■ **Required action 1**
Can you rewrite the paragraph in the homeopathy passage that begins "Historically, the medical field" as a short bulleted list that keeps its main facts?
■ **Required action 2**
Answer these questions from the homeopathy passage:
(a) How does Steuter define ideology?
(b) What organization did American physicians form to exclude homeopathy?
(c) Which chronic complaints does the passage say homeopathy has helped resolve?

■ **Text segment**
According to Steuter (2002), science is an inherently political arena in the sense that the established order has set its own standards which it considers legitimate and dismisses alternative points of view. Any new initiatives in the field of science and medicine that do not conform to the established order are considered illegitimate. Steuter defines ideology as "a set of ideas that shapes our understanding of what is natural, rational, and legitimate" (93). Ideologies are often used in the realm of science for social groups to justify their own positions and to marginalize and discredit the positions of their rivals.
Historically, the medical field in North America has transformed from a pluralistic arena where homeopaths, folk healers, midwives and other practitioners were considered dominant to the establishment of allopathic professional knowledge as the dominant form (93). This transformation soon delegitimized other forms of medical practices including homeopathy. However, the practice of homeopathy continued to grow in North America. To counter the threat of homeopathy, American physicians formed the American Medical Association (AMA) in order to exclude homeopathy. This is in contrast with the Canadian physicians who did not openly attack homeopathy but rather opted to appeal to the government to restrict the practice of alternative medicine.
The formation of the Canadian Medical Association (CMA) and subsequent expulsion of homeopaths from the association subdued homeopathy. However, the increasingly well-informed public is embracing homeopathy as an alternative for the failures of allopathic science. Homeopathy has helped resolve some of the most chronic complaints such as fatigue and depression that allopathic science has failed to resolve. Steuter quoted Maclean's magazine report that education, income, and status as the characteristics of alternative medicine users brought about by higher household incomes and education as well as spirituality (97).

■ **The data**
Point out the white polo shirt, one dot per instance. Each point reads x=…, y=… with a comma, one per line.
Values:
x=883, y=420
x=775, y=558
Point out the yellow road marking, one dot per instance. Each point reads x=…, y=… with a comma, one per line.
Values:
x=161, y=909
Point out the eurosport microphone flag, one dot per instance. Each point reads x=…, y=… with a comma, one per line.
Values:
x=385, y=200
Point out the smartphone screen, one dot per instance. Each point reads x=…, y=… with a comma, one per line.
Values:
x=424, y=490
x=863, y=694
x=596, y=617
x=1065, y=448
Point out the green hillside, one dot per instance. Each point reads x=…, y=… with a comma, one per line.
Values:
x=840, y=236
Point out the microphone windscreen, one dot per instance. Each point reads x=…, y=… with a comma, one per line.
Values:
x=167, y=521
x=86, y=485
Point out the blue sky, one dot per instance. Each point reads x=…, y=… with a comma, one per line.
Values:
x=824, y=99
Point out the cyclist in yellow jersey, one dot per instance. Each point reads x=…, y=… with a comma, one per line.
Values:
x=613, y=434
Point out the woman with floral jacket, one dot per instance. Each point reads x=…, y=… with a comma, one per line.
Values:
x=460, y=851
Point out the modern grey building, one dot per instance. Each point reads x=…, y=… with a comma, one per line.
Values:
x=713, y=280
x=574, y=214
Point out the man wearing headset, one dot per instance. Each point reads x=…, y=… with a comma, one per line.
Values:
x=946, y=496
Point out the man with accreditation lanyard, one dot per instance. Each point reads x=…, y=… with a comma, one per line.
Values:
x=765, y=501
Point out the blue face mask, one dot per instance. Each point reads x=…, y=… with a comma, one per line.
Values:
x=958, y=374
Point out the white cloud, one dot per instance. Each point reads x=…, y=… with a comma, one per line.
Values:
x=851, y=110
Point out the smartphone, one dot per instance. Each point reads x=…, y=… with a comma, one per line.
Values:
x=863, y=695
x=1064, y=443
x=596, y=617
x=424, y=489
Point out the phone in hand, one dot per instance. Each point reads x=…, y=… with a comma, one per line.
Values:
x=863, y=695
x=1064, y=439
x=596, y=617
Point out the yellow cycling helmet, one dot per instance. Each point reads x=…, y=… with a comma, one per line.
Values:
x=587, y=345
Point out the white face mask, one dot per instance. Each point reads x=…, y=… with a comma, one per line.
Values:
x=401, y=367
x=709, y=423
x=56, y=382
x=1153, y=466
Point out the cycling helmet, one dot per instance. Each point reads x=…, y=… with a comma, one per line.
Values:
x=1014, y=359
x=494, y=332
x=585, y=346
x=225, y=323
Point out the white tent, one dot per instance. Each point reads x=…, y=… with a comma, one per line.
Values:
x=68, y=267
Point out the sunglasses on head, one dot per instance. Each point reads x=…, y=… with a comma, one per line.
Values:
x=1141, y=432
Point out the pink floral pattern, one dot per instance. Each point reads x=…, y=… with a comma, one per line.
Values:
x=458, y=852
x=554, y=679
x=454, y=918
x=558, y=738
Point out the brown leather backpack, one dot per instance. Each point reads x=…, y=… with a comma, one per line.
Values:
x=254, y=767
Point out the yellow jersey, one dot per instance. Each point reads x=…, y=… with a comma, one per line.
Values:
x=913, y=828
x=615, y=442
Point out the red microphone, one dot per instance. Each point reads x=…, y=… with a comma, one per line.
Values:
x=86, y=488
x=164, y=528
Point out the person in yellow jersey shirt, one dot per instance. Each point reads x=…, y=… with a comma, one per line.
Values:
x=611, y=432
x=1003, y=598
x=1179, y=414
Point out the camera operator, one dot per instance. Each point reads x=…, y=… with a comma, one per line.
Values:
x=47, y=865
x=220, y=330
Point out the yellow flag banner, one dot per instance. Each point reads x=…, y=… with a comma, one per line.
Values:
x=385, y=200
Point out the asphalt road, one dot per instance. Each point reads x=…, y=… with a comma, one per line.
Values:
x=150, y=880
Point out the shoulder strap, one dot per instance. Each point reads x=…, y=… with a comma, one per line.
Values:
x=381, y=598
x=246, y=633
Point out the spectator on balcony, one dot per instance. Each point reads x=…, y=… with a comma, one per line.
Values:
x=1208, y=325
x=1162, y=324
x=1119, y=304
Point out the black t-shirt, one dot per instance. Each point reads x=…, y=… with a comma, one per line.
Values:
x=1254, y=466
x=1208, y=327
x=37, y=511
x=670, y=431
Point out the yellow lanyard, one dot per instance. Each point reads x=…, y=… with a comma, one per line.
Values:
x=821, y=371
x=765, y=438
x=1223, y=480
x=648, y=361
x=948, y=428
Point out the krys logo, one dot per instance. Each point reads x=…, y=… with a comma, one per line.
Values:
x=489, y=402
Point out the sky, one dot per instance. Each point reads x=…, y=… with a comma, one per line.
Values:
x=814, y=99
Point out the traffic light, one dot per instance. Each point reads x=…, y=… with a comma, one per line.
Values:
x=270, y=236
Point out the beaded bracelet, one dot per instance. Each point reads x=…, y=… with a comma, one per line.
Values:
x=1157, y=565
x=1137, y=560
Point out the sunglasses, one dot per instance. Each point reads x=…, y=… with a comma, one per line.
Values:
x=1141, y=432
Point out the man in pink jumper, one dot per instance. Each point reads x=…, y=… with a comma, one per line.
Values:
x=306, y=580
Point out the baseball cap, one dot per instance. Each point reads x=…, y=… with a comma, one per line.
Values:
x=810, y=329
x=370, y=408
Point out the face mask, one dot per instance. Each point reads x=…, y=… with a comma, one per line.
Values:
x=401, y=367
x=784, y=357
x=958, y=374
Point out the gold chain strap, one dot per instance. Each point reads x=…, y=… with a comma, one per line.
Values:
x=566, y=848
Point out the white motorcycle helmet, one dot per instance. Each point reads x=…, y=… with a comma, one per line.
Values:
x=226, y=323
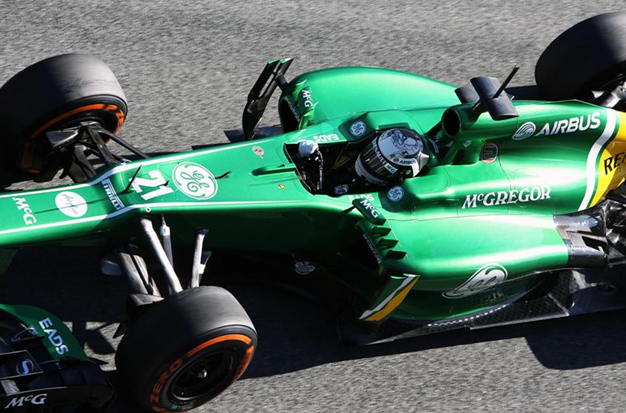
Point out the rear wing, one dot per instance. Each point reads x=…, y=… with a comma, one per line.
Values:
x=272, y=75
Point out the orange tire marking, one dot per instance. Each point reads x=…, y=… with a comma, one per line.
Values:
x=236, y=337
x=29, y=146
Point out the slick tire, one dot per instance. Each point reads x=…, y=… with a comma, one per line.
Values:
x=185, y=350
x=56, y=93
x=591, y=55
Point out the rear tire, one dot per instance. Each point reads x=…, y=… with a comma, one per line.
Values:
x=590, y=55
x=57, y=93
x=185, y=350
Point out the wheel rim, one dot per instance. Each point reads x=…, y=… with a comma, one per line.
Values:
x=204, y=374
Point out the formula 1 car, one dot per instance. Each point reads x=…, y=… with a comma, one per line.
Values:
x=409, y=205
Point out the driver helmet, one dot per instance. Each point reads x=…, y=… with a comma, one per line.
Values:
x=393, y=154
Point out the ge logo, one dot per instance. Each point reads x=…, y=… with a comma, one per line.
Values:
x=194, y=180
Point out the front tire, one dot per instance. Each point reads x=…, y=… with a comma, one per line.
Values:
x=56, y=93
x=185, y=350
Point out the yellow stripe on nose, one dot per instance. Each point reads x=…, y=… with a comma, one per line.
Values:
x=612, y=165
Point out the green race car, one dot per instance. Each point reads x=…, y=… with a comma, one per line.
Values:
x=407, y=205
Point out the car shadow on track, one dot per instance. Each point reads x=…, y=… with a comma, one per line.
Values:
x=294, y=333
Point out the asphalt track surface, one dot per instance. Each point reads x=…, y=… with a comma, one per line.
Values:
x=186, y=70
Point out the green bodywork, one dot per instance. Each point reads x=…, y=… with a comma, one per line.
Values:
x=485, y=203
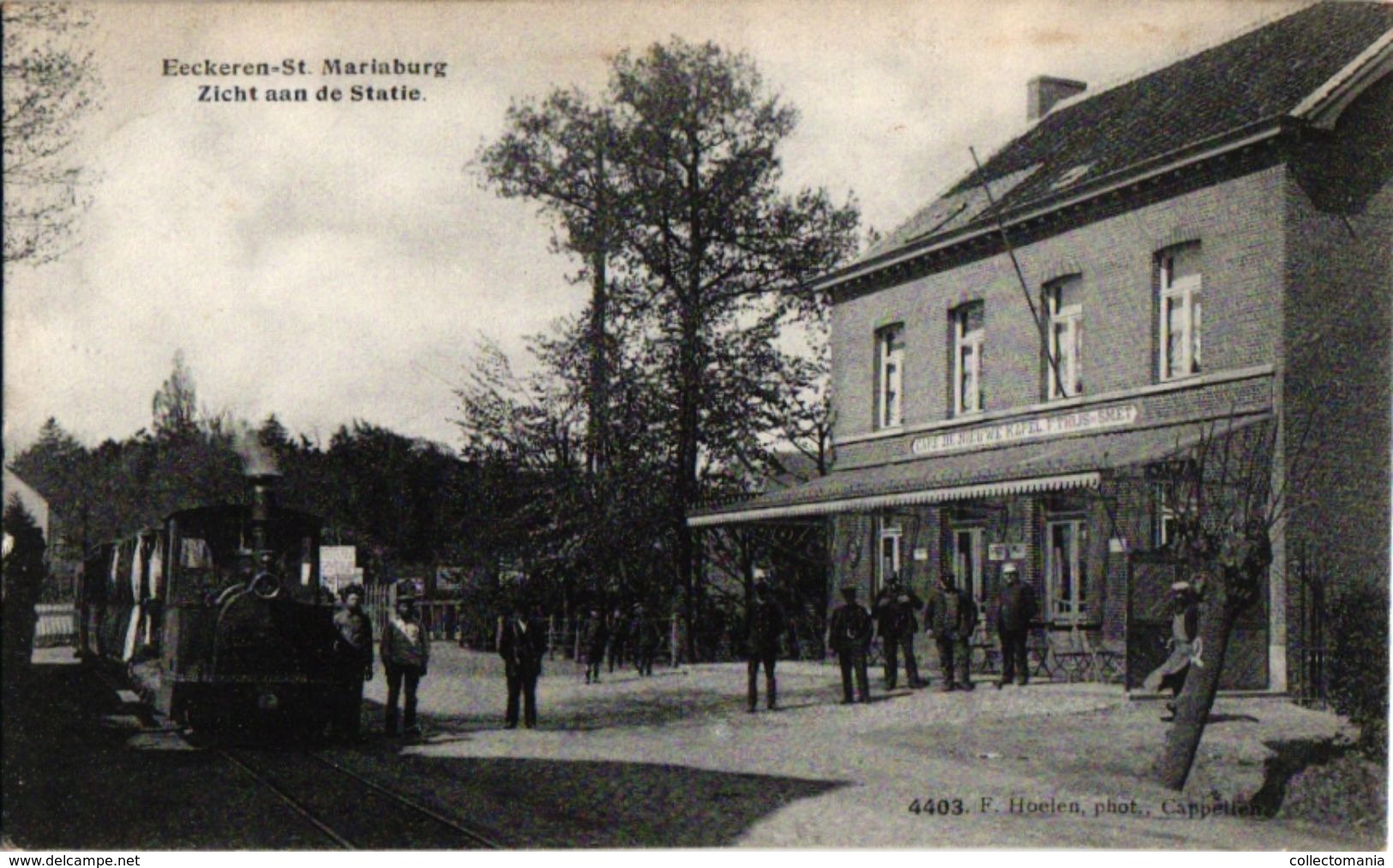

■ **Response 1**
- Medicine in North America shifted from a pluralistic field, where homeopaths, folk healers, midwives and other practitioners were dominant, to one dominated by allopathic professional knowledge.
- This shift delegitimized other medical practices, including homeopathy.
- Homeopathy still continued to grow in North America.
- American physicians formed the American Medical Association (AMA) to exclude homeopathy.
- Canadian physicians did not openly attack homeopathy. They appealed to the government to restrict alternative medicine.

■ **Response 2**
(a) As "a set of ideas that shapes our understanding of what is natural, rational, and legitimate."
(b) The American Medical Association (AMA).
(c) Fatigue and depression.